YOUR OBJECTIVE =>
The output should be limited to the line holding "In this exercise you will locate the tree in" and the lines after it through the end of the entries, each restated exactly.

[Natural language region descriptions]
* * * * *
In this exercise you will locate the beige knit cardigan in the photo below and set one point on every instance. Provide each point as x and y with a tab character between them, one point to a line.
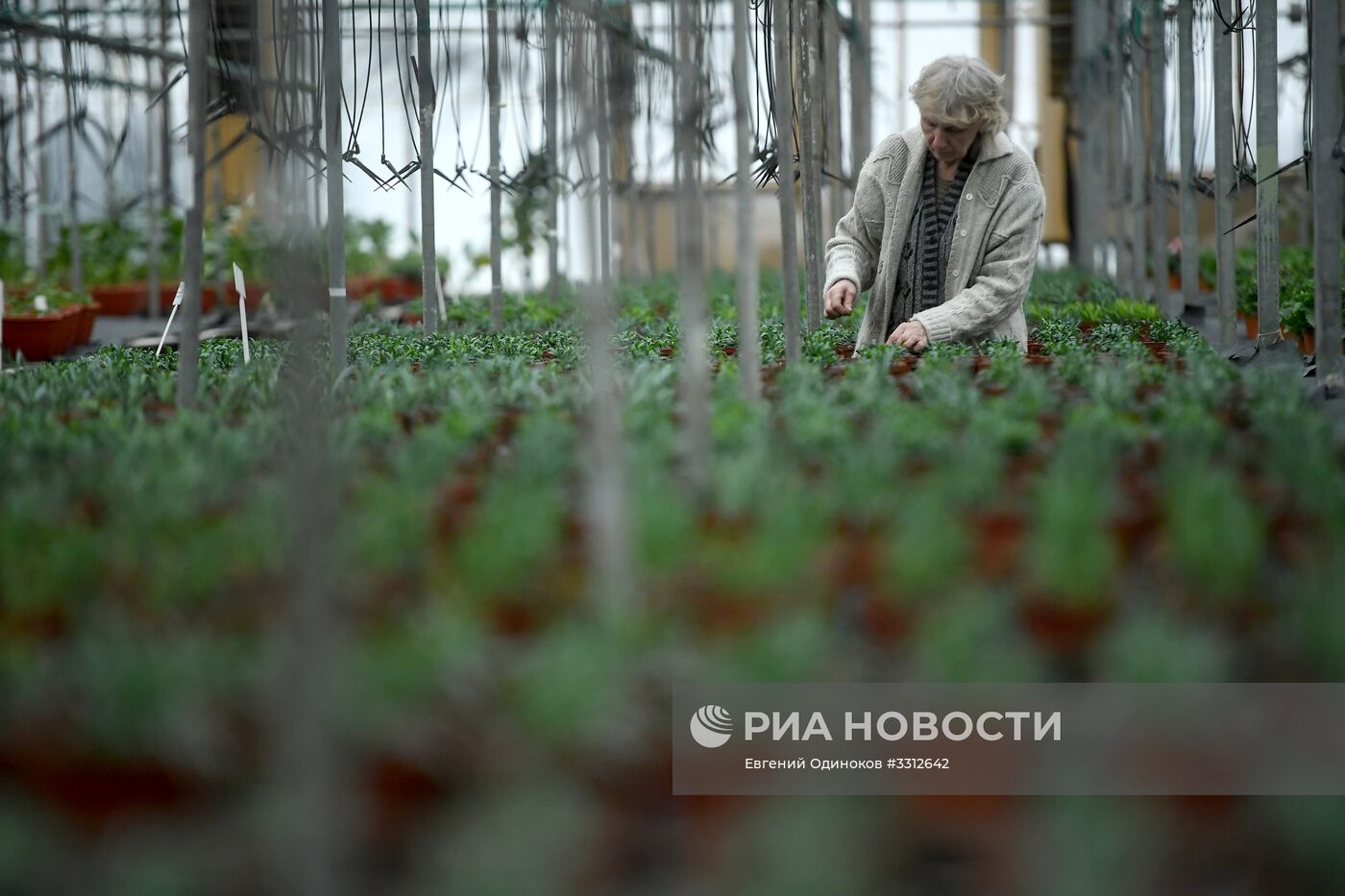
994	248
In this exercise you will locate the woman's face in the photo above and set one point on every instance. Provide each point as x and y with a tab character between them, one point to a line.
945	141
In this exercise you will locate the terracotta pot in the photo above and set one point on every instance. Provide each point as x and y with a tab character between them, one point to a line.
40	336
387	288
998	537
87	315
397	794
93	790
118	301
887	621
1064	627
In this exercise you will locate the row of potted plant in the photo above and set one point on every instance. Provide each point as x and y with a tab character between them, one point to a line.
1109	516
46	322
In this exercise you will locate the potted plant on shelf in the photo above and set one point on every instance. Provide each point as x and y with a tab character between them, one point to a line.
1072	560
46	322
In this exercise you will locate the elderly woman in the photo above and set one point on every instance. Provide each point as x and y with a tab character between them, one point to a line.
945	221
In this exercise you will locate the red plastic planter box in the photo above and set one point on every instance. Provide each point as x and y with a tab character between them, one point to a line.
40	336
120	299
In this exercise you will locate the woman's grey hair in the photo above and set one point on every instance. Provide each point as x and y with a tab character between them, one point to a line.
964	91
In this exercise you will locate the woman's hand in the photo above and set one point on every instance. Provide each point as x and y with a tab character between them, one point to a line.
910	335
840	301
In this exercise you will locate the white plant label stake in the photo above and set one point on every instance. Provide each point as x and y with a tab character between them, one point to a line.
177	303
242	309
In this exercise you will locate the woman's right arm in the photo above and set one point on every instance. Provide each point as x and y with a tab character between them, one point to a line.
853	252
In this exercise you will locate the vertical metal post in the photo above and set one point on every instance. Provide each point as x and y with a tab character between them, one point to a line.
1115	141
807	34
1327	187
1006	51
553	182
1138	171
1267	188
1224	183
783	105
43	175
22	157
1085	101
695	385
1186	137
605	492
335	183
749	349
154	191
6	187
1159	157
165	154
604	157
493	85
426	94
71	161
188	342
861	97
831	117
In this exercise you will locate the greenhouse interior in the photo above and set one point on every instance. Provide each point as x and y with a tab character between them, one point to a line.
672	447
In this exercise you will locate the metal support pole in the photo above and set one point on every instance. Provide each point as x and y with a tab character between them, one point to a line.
22	157
335	184
749	345
154	190
1115	141
604	157
1159	157
493	85
71	161
188	342
426	96
1224	182
1138	174
605	499
165	154
861	87
553	182
695	383
1327	187
1267	188
1186	137
1083	105
783	105
1006	51
831	117
43	175
807	34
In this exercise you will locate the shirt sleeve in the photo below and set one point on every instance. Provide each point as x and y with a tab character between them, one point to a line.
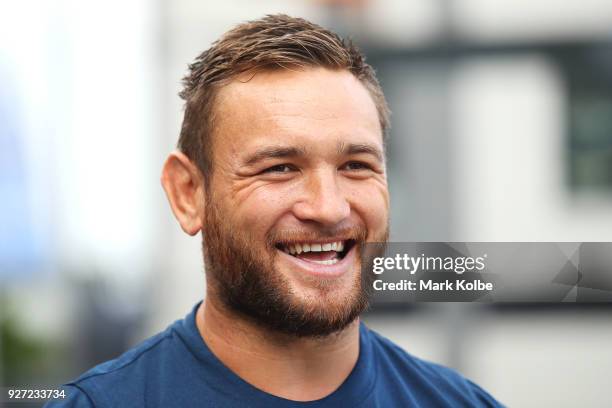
75	398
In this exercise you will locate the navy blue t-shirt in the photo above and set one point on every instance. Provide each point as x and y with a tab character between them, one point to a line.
176	369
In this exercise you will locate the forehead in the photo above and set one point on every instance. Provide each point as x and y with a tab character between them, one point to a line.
306	105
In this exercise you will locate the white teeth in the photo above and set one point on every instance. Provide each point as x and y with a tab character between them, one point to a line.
294	249
327	262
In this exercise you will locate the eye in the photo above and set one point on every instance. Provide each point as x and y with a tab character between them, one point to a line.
280	168
356	166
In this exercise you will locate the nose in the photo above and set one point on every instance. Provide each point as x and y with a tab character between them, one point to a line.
323	201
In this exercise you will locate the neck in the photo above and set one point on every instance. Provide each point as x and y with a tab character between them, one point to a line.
298	369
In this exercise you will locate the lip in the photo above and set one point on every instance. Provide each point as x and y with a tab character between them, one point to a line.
323	271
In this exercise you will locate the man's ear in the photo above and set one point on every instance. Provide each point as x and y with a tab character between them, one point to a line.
184	187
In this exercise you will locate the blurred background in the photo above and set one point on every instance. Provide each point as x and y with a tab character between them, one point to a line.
502	131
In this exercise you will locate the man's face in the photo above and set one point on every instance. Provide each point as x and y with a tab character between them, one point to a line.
298	183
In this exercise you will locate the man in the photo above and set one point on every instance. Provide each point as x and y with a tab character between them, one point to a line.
281	166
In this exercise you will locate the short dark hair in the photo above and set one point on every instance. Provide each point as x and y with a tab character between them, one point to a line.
272	42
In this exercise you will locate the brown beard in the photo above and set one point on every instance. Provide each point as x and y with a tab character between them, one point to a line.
247	284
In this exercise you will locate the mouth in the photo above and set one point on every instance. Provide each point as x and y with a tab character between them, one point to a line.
328	259
321	253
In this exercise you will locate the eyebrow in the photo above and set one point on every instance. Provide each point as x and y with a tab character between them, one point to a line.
361	148
274	152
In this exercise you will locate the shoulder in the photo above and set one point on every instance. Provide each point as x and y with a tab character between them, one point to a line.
431	380
126	377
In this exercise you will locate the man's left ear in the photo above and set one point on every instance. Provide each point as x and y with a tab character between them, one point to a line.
184	187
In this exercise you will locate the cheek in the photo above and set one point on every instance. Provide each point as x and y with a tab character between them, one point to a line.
371	202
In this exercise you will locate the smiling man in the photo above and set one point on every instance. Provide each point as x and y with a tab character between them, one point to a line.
281	167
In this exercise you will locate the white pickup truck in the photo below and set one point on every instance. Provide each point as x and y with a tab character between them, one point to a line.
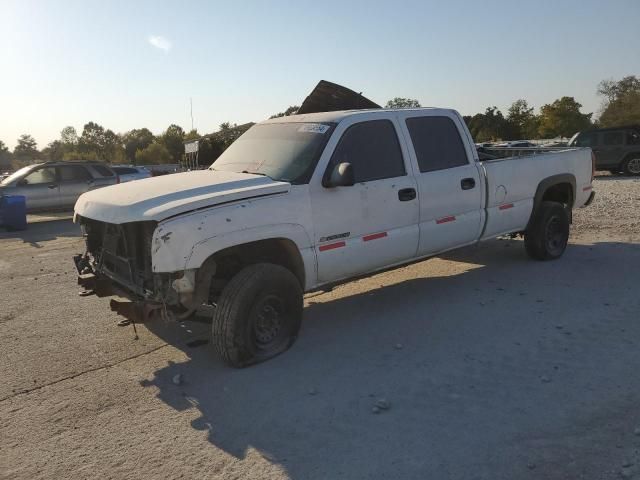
304	202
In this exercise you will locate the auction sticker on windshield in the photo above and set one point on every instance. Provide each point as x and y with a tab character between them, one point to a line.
314	128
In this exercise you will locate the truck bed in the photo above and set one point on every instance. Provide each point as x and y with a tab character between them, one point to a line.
511	183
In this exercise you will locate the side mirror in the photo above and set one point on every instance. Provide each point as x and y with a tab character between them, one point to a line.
341	176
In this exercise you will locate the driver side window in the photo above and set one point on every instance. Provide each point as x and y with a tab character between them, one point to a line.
373	150
40	176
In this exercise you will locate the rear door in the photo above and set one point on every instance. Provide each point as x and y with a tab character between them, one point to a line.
40	187
449	188
74	181
373	223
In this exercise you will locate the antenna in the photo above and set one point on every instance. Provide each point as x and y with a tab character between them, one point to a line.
191	104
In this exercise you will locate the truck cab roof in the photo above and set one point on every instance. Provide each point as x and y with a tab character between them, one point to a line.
338	116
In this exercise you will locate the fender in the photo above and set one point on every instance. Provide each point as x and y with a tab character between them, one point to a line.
296	233
548	182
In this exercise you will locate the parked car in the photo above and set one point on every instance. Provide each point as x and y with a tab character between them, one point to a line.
128	173
56	185
616	149
304	202
517	144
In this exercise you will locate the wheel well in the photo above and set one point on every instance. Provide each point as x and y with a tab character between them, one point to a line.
558	188
629	156
560	192
228	262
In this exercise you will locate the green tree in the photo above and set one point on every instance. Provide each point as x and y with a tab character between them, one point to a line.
26	149
622	102
292	110
136	139
523	122
172	139
5	157
54	151
96	142
154	154
400	102
489	126
69	136
563	118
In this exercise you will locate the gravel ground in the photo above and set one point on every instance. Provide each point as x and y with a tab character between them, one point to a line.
480	364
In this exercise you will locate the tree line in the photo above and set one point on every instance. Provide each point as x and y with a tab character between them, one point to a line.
561	118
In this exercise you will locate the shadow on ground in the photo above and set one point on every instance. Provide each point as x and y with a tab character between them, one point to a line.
509	369
39	232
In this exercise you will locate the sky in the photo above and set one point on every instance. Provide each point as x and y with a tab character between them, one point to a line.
126	64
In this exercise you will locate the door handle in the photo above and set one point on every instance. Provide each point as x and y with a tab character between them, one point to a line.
467	183
406	194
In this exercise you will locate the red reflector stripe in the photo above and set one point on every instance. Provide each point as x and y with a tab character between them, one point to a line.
331	246
450	218
374	236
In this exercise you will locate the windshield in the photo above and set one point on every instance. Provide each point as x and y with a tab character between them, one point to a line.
282	151
15	175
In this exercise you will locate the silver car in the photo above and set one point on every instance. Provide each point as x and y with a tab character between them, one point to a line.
128	173
57	185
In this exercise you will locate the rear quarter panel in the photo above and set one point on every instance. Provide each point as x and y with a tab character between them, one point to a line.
512	184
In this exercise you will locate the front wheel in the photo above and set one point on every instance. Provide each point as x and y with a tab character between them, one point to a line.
548	235
631	166
258	314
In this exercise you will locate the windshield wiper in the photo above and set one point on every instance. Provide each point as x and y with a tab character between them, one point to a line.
255	173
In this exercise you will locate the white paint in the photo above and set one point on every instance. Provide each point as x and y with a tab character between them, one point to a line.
209	211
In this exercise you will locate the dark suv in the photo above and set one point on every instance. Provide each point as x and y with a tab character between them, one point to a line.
616	149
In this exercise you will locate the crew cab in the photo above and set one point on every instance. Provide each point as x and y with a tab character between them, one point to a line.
305	202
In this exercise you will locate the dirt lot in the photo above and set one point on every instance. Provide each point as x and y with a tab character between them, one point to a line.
495	367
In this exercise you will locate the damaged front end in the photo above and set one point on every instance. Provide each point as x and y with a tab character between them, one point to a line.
118	262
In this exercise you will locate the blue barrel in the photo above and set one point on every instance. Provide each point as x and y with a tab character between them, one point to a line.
13	212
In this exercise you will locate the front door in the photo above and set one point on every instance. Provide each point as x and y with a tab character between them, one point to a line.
449	187
40	188
74	181
373	223
611	152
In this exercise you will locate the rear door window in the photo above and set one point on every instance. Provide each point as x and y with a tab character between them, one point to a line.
587	140
40	176
124	170
373	150
613	138
102	170
437	143
74	173
633	137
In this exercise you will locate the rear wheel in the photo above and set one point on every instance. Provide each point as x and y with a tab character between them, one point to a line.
548	235
631	165
258	314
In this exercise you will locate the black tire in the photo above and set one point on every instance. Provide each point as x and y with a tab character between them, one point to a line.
631	165
548	235
258	315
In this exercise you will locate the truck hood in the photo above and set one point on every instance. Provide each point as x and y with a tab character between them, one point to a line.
158	198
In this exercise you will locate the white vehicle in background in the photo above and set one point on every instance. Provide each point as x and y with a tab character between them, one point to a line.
305	202
128	173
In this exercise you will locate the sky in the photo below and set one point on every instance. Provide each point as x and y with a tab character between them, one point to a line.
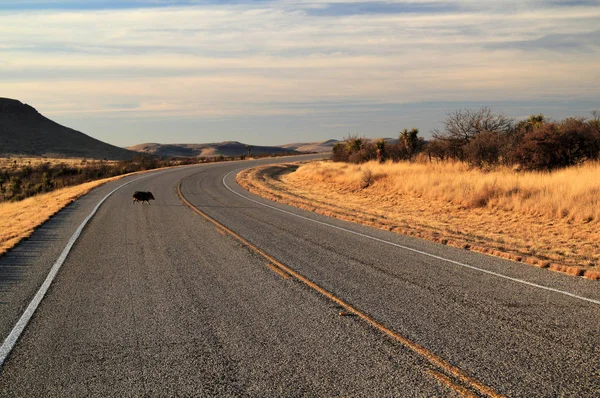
274	72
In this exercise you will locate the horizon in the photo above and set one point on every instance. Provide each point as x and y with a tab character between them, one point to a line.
279	72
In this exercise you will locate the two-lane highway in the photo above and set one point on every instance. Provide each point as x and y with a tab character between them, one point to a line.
160	301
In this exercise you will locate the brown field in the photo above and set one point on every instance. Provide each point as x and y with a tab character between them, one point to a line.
544	219
8	162
18	220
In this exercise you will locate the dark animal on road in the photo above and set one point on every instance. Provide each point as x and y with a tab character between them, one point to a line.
141	196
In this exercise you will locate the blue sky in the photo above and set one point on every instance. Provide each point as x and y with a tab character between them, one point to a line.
274	72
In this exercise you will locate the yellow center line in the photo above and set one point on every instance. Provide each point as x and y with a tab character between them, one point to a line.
432	358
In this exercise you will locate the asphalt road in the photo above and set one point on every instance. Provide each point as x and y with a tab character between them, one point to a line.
158	301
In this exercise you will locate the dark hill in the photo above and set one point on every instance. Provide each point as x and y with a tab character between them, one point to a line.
25	132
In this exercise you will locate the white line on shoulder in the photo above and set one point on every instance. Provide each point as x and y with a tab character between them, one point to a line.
517	280
21	324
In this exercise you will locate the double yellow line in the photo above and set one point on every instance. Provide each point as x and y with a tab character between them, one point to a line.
447	373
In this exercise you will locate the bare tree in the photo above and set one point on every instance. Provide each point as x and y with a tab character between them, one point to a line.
462	125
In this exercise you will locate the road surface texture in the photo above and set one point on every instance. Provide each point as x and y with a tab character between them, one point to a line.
159	300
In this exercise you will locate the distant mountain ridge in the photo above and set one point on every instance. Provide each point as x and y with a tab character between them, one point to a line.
26	132
319	147
226	148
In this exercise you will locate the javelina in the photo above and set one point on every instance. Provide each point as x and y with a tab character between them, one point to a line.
140	196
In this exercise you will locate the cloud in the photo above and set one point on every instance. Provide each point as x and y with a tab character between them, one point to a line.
293	57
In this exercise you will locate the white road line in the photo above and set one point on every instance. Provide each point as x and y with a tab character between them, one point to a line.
17	330
551	289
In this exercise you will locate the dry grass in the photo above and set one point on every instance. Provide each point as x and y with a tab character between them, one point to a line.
8	162
18	220
546	219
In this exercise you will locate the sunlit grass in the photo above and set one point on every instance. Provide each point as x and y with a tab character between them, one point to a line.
541	218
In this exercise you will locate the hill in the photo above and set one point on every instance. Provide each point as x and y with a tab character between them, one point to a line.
25	132
227	148
319	147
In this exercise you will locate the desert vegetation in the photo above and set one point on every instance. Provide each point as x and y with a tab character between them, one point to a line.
527	190
486	139
18	219
22	178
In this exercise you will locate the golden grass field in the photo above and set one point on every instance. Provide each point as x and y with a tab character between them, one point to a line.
7	162
544	219
18	220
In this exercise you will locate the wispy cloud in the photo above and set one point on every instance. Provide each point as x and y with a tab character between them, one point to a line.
207	59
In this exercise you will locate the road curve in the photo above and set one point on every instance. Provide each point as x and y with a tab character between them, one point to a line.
168	300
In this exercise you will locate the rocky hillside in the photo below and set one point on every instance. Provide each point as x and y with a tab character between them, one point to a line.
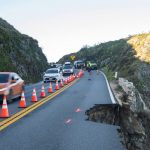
20	53
130	57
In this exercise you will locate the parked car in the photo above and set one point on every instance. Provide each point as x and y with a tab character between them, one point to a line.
67	63
11	85
67	70
79	64
93	66
52	74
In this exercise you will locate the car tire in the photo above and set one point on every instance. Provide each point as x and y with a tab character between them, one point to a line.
9	97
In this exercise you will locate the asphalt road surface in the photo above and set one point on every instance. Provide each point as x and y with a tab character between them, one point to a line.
61	124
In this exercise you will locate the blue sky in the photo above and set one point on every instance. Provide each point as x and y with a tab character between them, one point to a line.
65	26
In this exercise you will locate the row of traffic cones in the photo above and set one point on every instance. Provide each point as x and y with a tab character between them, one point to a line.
22	103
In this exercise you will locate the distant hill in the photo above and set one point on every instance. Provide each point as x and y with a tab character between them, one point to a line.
20	53
130	57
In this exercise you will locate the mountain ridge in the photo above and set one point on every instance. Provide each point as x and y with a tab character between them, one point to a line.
20	53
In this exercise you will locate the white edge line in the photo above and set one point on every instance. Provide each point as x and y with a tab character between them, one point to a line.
110	92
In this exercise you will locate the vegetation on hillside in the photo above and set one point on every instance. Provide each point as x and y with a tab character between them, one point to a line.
130	57
20	53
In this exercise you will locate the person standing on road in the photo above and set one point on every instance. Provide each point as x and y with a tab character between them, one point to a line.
89	69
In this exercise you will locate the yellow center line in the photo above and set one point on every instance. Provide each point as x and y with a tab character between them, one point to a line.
29	109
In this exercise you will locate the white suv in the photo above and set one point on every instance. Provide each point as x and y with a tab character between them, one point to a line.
52	74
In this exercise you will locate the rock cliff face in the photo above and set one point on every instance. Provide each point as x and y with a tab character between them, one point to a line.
20	53
130	57
131	114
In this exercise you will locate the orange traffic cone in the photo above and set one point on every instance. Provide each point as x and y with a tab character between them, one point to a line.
65	82
50	90
61	83
22	103
4	111
57	86
42	94
34	97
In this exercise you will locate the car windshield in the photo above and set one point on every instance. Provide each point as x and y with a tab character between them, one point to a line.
4	78
52	71
67	67
80	63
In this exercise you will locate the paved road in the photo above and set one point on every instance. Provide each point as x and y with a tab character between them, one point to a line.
57	126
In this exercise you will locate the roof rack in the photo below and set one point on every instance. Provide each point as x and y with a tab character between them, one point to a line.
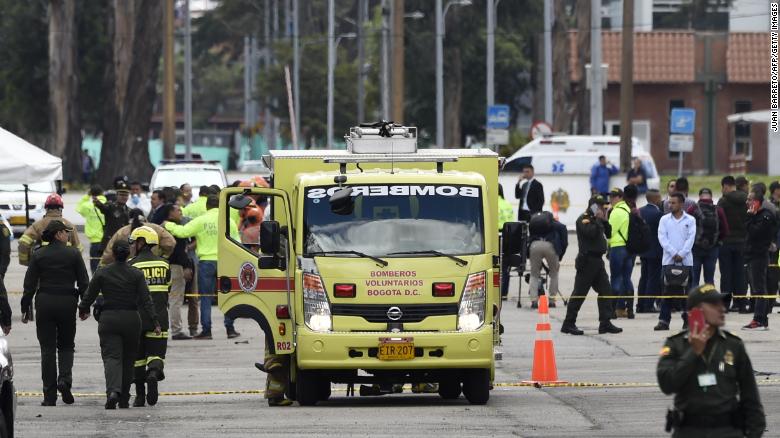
382	138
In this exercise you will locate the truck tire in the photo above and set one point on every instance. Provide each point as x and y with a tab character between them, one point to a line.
476	386
449	389
307	387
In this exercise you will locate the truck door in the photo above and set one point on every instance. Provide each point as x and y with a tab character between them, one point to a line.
256	263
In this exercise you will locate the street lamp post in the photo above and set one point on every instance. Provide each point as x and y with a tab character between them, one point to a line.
440	16
333	45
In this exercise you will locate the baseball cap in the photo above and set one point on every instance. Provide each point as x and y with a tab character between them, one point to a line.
597	199
121	187
705	293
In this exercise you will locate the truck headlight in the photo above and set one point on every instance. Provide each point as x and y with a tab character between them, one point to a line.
316	308
471	315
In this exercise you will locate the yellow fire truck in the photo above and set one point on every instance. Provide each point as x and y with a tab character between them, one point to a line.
378	265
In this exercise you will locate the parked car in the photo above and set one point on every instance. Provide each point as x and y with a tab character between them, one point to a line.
563	164
12	203
7	391
196	173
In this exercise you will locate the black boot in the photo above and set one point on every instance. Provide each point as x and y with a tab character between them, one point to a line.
140	395
112	400
64	388
151	383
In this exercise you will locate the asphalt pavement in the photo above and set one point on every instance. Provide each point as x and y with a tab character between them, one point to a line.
212	388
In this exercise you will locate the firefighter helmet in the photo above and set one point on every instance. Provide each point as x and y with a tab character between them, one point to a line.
145	232
53	201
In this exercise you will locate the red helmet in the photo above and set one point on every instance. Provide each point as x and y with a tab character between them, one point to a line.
53	201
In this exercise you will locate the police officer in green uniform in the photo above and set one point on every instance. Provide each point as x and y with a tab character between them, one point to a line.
593	230
152	346
709	372
53	271
124	289
5	259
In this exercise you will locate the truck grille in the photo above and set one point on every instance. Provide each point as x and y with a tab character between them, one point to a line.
378	312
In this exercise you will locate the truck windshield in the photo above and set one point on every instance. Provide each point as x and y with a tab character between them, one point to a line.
398	219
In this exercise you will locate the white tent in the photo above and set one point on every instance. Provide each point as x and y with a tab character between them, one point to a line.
24	163
773	139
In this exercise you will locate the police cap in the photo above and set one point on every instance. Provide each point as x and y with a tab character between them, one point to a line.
705	293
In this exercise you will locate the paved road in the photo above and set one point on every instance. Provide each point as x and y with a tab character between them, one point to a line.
628	404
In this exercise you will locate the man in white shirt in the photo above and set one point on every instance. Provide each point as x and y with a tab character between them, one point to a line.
676	234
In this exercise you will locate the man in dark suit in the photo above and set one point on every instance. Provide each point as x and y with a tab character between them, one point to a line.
649	281
530	194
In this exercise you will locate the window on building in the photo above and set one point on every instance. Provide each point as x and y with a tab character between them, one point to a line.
674	103
743	144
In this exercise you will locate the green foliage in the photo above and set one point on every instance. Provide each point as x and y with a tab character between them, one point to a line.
24	91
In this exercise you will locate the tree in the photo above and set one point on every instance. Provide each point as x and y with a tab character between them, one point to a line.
65	120
129	91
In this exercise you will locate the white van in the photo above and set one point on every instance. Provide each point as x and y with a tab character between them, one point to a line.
563	164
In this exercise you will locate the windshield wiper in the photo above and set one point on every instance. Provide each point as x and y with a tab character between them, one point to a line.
457	260
377	260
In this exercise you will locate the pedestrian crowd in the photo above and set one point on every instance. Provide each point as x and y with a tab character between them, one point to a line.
149	255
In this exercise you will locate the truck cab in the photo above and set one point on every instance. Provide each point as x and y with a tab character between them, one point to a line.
379	265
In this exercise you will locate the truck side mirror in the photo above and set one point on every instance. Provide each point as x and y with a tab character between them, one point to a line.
341	202
239	202
270	241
* * * * *
RESULT FOR THIS TASK =>
In this exercise you will locate the tree in the photo above and set one point on every instance. Provide each point as x and y with a tab character between them, one point to a line.
65	120
129	91
In this exercise you will locate the white van in the photo above and set one point on every instance. Provide each point as x and y with a tab character between them, one point to a line.
563	164
In this exercise you will locate the windshield wiper in the photo above and set one point on every instance. Provide each point as x and y with a tab character between them, one point to a line.
457	260
377	260
In this exercise you will locate the pedestrian crowd in the photo above and set one point on every instance. Provide each point as x and y with a tab character between them, one point to a line.
149	255
In this exercise you will locate the truck cab in the photo above and set one point on every instance. Provide each point as x and y with a tab character between them, one point to a line.
379	265
In this exercise you will locate the truck side mirror in the photo above and set one point on every instance. Provide each point as x and y with a tab character between them, one point to a line.
341	202
239	202
270	241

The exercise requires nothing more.